● **WHAT YOU NEED TO DO**
Begin at the line containing "the white jersey in this photo." and give again every line to the end of the records, exactly, without the pictures.

● **Pointing and labeling entries**
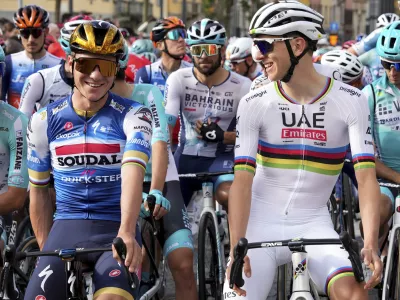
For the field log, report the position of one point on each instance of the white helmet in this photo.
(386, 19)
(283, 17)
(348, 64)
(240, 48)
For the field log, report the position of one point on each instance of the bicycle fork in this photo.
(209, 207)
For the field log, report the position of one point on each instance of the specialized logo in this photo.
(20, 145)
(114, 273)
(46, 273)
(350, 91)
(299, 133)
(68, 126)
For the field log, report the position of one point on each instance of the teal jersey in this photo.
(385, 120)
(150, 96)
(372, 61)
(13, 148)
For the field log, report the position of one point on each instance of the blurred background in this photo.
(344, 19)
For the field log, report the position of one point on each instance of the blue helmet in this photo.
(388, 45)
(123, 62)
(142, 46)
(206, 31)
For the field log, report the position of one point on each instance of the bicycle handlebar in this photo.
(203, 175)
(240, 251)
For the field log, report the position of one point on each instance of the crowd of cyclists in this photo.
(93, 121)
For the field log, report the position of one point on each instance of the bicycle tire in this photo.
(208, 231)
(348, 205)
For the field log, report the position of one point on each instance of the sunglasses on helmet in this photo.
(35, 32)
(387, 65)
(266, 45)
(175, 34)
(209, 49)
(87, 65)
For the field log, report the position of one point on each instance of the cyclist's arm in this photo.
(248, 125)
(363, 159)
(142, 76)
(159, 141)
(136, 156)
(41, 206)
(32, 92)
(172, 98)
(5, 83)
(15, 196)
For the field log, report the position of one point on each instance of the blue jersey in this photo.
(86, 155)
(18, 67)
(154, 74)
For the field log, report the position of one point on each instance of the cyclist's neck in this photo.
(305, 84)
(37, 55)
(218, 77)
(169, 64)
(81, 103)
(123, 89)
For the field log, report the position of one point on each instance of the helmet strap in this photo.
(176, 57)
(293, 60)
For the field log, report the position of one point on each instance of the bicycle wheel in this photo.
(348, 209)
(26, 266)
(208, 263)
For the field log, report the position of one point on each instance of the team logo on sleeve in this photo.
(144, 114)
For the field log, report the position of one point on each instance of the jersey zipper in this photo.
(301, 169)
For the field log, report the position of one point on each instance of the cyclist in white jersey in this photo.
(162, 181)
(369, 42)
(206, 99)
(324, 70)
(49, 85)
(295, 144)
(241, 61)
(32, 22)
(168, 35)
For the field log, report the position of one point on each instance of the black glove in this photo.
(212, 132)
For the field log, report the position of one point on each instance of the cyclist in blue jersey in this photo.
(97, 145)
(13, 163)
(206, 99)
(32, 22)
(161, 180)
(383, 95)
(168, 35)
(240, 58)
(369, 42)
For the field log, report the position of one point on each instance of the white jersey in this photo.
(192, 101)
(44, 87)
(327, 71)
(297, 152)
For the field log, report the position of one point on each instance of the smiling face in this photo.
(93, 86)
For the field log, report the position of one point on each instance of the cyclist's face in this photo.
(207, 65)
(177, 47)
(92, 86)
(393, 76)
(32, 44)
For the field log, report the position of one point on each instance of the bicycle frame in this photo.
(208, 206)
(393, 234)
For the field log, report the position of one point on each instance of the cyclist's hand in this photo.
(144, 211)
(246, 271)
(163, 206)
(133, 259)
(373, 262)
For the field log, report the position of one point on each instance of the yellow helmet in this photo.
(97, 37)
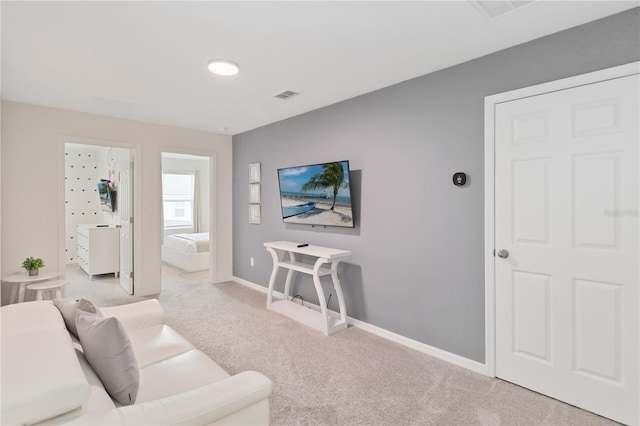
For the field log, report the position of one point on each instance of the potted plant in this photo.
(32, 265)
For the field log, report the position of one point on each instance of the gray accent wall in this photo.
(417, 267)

● **EXERCISE SOLUTION**
For the field log, report the position of one point on each instance of the white jersey in this photo.
(192, 101)
(44, 87)
(327, 71)
(297, 152)
For the field log, report the position of one point on each instance of the smiling face in this photo.
(93, 86)
For the field log, report the position of one point on each instance of the cyclist's face in this photo.
(207, 65)
(177, 47)
(92, 86)
(393, 76)
(32, 44)
For the field log, report the position of one point on each instance of the bicycle frame in this photo.
(208, 206)
(393, 234)
For the field log, report the position of one point on each instance of the cyclist's hand in this photo.
(144, 211)
(246, 271)
(163, 206)
(133, 259)
(373, 262)
For the field log, report the position of one point on each instance of the yellow helmet in this photo.
(97, 37)
For the field log, report the position of one point on each instance of the potted plant in this photo.
(32, 265)
For the field log, report the position of one point on each instance of the gray accent wall in this photo.
(417, 267)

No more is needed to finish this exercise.